To be done
Copy every line of the data exactly, leaving nothing out.

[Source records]
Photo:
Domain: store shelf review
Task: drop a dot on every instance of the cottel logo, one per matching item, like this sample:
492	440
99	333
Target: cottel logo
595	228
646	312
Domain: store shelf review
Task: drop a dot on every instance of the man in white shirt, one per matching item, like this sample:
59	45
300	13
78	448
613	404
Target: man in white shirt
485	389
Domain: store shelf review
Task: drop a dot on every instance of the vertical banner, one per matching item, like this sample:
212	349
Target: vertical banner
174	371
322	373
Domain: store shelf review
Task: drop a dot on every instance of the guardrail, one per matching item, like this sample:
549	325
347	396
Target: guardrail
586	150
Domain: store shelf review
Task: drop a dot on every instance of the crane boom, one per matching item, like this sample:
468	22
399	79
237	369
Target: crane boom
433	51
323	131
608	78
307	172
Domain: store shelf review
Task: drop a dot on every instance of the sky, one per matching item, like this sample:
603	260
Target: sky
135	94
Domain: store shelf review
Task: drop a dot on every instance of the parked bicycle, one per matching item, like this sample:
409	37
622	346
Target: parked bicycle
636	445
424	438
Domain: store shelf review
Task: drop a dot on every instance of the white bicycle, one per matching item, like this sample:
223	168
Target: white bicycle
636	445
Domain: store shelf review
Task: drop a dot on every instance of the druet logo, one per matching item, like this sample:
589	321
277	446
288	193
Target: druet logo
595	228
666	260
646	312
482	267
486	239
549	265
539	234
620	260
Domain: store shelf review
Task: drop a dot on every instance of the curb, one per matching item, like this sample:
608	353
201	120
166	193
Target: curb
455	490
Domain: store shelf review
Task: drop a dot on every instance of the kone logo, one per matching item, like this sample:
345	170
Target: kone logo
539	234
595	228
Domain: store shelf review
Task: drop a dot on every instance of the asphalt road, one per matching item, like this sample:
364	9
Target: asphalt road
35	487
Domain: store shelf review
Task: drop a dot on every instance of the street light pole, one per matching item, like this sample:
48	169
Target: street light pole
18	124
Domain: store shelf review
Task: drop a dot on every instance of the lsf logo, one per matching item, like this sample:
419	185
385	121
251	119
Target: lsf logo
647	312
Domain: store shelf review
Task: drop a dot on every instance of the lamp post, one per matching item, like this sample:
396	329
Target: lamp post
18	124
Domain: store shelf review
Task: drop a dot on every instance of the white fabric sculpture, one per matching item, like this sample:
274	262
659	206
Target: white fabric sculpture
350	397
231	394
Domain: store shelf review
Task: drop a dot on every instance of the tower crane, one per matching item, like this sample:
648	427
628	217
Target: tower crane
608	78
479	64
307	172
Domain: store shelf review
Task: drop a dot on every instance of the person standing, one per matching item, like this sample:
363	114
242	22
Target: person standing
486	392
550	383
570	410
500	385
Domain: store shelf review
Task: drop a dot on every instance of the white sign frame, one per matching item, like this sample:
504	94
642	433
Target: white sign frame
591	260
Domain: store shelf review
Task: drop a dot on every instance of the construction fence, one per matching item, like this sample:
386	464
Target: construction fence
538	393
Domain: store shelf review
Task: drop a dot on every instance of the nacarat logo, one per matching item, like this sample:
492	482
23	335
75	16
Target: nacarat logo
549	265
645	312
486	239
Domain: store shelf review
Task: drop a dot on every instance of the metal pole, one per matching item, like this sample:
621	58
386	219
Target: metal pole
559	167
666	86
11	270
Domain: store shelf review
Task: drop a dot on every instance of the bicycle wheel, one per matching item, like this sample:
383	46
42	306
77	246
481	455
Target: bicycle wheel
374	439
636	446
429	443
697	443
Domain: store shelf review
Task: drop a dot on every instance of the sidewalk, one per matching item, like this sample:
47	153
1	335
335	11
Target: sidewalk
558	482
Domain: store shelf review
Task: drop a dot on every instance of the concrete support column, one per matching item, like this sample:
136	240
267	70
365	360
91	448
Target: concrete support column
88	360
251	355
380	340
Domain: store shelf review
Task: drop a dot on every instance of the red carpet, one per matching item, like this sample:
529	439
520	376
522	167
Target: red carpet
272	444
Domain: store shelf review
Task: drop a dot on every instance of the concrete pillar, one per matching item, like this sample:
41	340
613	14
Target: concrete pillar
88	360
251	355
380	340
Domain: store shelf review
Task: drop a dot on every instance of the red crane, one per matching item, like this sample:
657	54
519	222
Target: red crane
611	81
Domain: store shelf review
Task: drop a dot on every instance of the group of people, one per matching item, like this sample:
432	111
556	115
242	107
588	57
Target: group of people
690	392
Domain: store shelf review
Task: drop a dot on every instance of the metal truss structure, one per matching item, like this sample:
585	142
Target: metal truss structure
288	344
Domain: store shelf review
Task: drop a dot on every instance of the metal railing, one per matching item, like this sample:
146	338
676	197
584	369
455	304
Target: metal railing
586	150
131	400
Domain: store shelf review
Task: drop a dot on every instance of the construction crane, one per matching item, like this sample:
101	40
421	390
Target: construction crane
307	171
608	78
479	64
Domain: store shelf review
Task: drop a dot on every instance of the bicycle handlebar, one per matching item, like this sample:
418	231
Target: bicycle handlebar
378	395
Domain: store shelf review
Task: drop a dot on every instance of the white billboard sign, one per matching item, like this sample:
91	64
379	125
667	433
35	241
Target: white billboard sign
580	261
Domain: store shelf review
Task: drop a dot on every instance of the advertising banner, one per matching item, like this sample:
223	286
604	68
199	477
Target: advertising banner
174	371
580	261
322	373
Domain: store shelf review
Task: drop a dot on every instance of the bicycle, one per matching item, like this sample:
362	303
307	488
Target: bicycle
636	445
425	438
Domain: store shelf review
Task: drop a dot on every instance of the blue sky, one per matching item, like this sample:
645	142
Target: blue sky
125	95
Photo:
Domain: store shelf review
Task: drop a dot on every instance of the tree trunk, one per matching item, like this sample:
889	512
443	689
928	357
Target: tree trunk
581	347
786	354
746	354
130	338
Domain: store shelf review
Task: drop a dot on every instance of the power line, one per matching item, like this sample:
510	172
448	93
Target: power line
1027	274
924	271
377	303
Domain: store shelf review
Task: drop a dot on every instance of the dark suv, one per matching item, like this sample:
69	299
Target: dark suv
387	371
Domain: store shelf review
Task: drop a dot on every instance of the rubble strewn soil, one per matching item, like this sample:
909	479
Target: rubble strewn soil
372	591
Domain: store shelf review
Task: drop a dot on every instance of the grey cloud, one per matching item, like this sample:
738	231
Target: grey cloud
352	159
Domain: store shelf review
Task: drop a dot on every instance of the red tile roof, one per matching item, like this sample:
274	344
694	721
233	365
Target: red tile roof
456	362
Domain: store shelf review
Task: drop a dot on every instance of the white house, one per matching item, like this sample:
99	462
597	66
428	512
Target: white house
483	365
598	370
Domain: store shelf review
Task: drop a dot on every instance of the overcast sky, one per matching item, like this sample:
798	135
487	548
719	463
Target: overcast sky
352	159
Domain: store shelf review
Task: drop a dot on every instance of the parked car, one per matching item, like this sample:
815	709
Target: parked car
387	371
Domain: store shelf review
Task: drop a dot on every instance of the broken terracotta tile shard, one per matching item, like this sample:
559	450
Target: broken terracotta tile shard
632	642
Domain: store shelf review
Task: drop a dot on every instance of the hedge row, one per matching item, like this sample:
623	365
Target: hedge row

Task solution
Photo:
Domain: store shelf review
Task: drop a dot on every instance of the cottel logo, one per matching item, like this sample:
492	440
99	333
Target: cottel logo
595	228
646	312
Domain: store shelf review
Task: drop a dot on every instance of the man in white shirt, one per matching item, like this sample:
59	45
300	13
78	448
613	404
Target: man in white shirt
485	389
Domain: store shelf review
Task: drop a dot on every instance of the vertical banner, one per matching item, like this sample:
212	349
Target: vertical banner
174	371
322	373
Domain: store shelf review
Task: drop a dot on every instance of the guardrail, one per matching item, like this sample:
549	325
347	396
Target: guardrail
586	150
Domain: store shelf review
Task: drop a dot on every instance of the crane boom, one per matching item, like this sample:
468	22
399	79
237	369
Target: crane boom
433	51
323	131
608	78
307	172
Domain: store shelf review
Task: drop a dot on every instance of the sky, one per matching item, like this sample:
603	260
Target: sky
135	94
Domain: store shelf review
Task: drop a dot on every instance of the parked bicycle, one per matching item, like this sample:
409	37
622	346
Target: parked bicycle
636	445
424	438
Domain: store shelf review
Task: drop a dot on every instance of the white bicycle, one per matching item, like this sample:
223	168
Target: white bicycle
636	445
Domain: store shelf review
Task: drop a dot on every instance of the druet logo, one per matching item, like this sample:
589	321
277	446
288	193
Target: druet logo
595	228
666	260
646	312
482	267
486	239
549	265
539	234
620	260
Domain: store shelf review
Task: drop a dot on every instance of the curb, one per matching item, like this sample:
608	353
201	120
166	193
Target: curb
455	490
Domain: store shelf review
Task: drop a dot on every instance of the kone logo, one per matching item, like this sample:
345	170
Target: kone logo
539	234
595	228
Domain: store shelf review
Task: drop a dot on every instance of the asphalt road, one per matching item, like this sample:
364	9
Target: asphalt road
35	487
Domain: store shelf review
Task: drop a dot on every instance of the street light pole, one per matching item, like this sample:
48	169
Target: street light pole
18	124
Domain: store shelf review
Task: drop a dot on every instance of the lsf logo, one per matching item, like this sample:
419	185
385	121
251	119
Target: lsf logo
647	312
Domain: store shelf review
Task: drop a dot on every instance of the lamp post, one per matching item, like this sample:
396	329
Target: lamp post
18	124
Domain: store shelf review
Task: drop a dot on every instance of the white fabric sculpture, one per matching item, like this sample:
274	262
659	206
Target: white fabric sculpture
350	397
231	394
Domain: store shelf review
Task: drop a dot on every instance of the tower crane, one per matching item, like this sample:
648	427
628	217
Target: tower crane
608	78
479	64
307	172
Domain: store shelf review
Task: drop a dot on every instance of the person standing, one per matching item, like this sample:
363	114
242	22
Target: person standing
486	392
550	383
570	410
500	385
Domain: store shelf review
Task: drop a dot on every instance of the white sign frame, one per matching item, like this sample:
504	94
642	433
Target: white sign frame
591	260
Domain: store shelf review
Task: drop a dot on every instance of the construction fence, one per matching item, like this sample:
386	464
Target: construction fence
538	393
Domain: store shelf review
Task: drop a dot on every instance of the nacarat logo, one per matching item, like this sample:
492	482
23	335
75	16
Target: nacarat logo
549	265
645	312
486	239
Domain: store shelf review
Task: drop a dot on every instance of the metal pole, one per matching item, like this sample:
621	58
386	219
Target: metal pole
559	167
666	86
11	270
Domain: store shelf review
Task: drop a dot on every instance of the bicycle wheel, one per matching item, like this sample:
383	46
42	306
77	246
481	455
Target: bicycle wheel
374	439
636	446
429	443
697	443
Domain: store shelf review
Task: drop a dot on every instance of the sidewalk, one per matching item, like this sample:
47	153
1	335
335	11
Target: sidewalk
558	482
Domain: store shelf review
Task: drop a dot on every instance of the concrete support column, one per matching item, like this sample:
136	240
267	70
365	360
91	448
Target: concrete support column
88	360
251	355
380	340
Domain: store shelf review
Task: drop a dot on every instance of the red carpet, one per matching item, like this sample:
529	439
520	376
522	167
Target: red carpet
272	444
Domain: store shelf review
Task: drop a dot on every instance of the concrete pillar, one per matching item, like this sample:
41	340
613	14
Target: concrete pillar
88	360
251	355
380	340
Domain: store shelf review
Task: drop a dot on every instance of the red crane, one per matching item, like this sample:
657	54
519	222
Target: red crane
611	81
Domain: store shelf review
Task: drop a dot on every instance of the group of people, one per matching item, like this sample:
432	111
556	115
242	107
588	57
Target: group of people
690	392
Domain: store shelf review
Task: drop a dot on every instance of the metal truss structure, one per matching item, like this sample:
585	142
Target: metal truss structure
288	344
Domain: store shelf review
Task: drop a dot on every instance of the metal railing, one per matching item, like this sample:
146	338
676	197
584	369
455	304
Target: metal railing
586	150
131	400
Domain: store shelf review
Task: drop a dot on every instance of the construction crane, one per matching item, like this sample:
101	40
421	390
Target: construction crane
307	171
608	78
479	64
Domain: store shelf review
Task: drop a dot on every instance of the bicycle handlebar, one per matching item, like this sample:
418	231
Target: bicycle handlebar
378	395
Domain: store shelf review
Task: drop a dot on every instance of the white billboard sign, one per matching item, like this sample:
91	64
379	125
667	433
35	241
Target: white billboard sign
580	261
Domain: store shelf review
Task: drop a dot on every instance of the advertising banner, one per matching item, like this sample:
223	286
604	68
199	477
Target: advertising banner
174	371
580	261
322	373
Domain: store shelf review
Task: drop a dot on every instance of the bicycle, one per matching item, like this sample:
362	303
307	488
Target: bicycle
636	445
425	438
Domain: store shelf review
Task: drop a dot on every instance of the blue sky, one per matching item, like this sample:
645	142
Target: blue sky
125	95
Photo:
Domain: store shelf review
Task: drop a dot on every instance of the tree trunk, one per matching item, like this sample:
889	512
443	689
928	357
Target: tree trunk
581	347
786	354
746	354
130	338
Domain: store shelf review
Task: drop a dot on every instance of the power line, one per matching item, like this sample:
510	172
448	93
Target: power line
1027	274
924	271
377	303
Domain: store shelf review
Task: drop a dot on every instance of the dark suv, one per matching item, like this sample:
69	299
Target: dark suv
387	371
Domain: store shelf review
Task: drop a dot on every instance of the rubble strewn soil, one per matching item, like this sample:
909	479
Target: rubble strewn soil
372	591
Domain: store shelf review
Task: drop a dot on every instance of the grey cloud, one per matching item, like this sample:
738	231
Target: grey cloud
352	159
Domain: store shelf review
Task: drop a dot on every instance of the red tile roof, one per matching item, like this sample:
274	344
694	721
233	365
Target: red tile roof
456	362
Domain: store shelf review
Task: drop a dot on every instance of the white house, one per matching item, like this sample:
99	462
597	66
428	512
Target: white house
483	365
598	370
Domain: store shelf review
Task: drop a dot on every instance of the overcast sky, one per matching item, like this sample:
798	135
487	548
719	463
Target: overcast sky
352	159
Domain: store shelf review
Task: drop a dot on every instance of the parked car, one per matching item, like this sample:
815	709
Target: parked car
387	371
Domain: store shelf review
Task: drop a dot on every instance of the broken terracotta tile shard, one per matching item, like this sample:
559	450
Target: broken terracotta tile shard
632	642
Domain: store shelf review
Task: drop a dot on every instance of the hedge row, one per matching item, like this sample:
623	365
Target: hedge row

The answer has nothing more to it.